**Required task**: Recast every line of the material below as a Markdown table with the columns "Row" and "Line," numbering the rows in order and omitting blank lines. Leave the pictures out of the table.

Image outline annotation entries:
++++++++++++++++++++

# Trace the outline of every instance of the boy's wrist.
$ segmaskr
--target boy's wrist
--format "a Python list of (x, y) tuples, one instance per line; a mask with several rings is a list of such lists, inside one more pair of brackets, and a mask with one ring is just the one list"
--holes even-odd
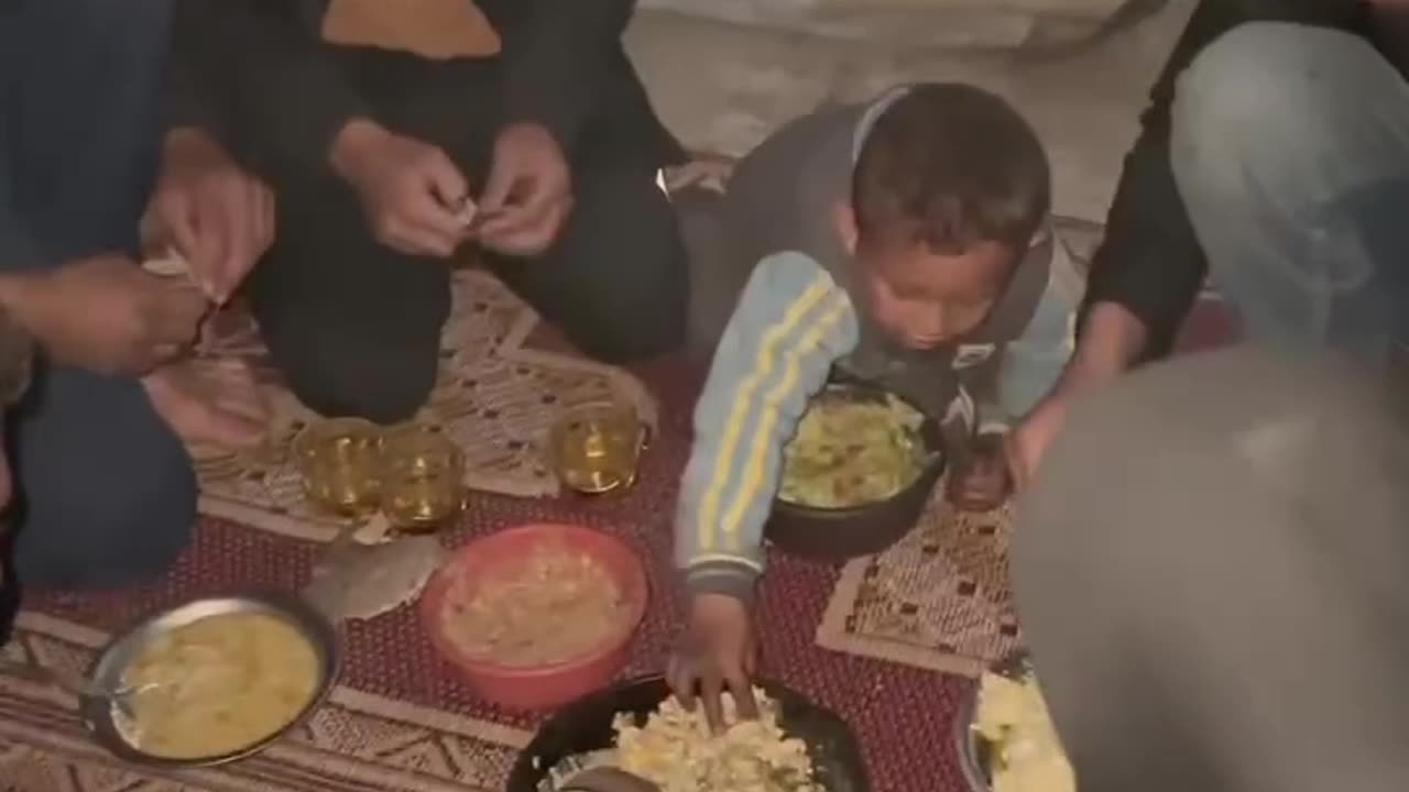
[(758, 572), (744, 564), (710, 561), (685, 572), (685, 592), (695, 600), (703, 595), (724, 595), (750, 605), (758, 589)]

++++++++++++++++++++

**Task output**:
| Row | Line |
|---|---|
| 1 | # Trace the outline of every instance of the boy's wrist. |
| 2 | $ segmaskr |
| 3 | --target boy's wrist |
| 4 | --format "a Python list of (x, y) tuples, one instance per line; a mask with several rings is a list of such lists, inside one more pair of brackets, and a mask with one ring is just the one list" |
| 5 | --holes even-odd |
| 6 | [(758, 572), (744, 564), (710, 561), (685, 572), (685, 592), (695, 600), (703, 595), (724, 595), (750, 605), (758, 589)] |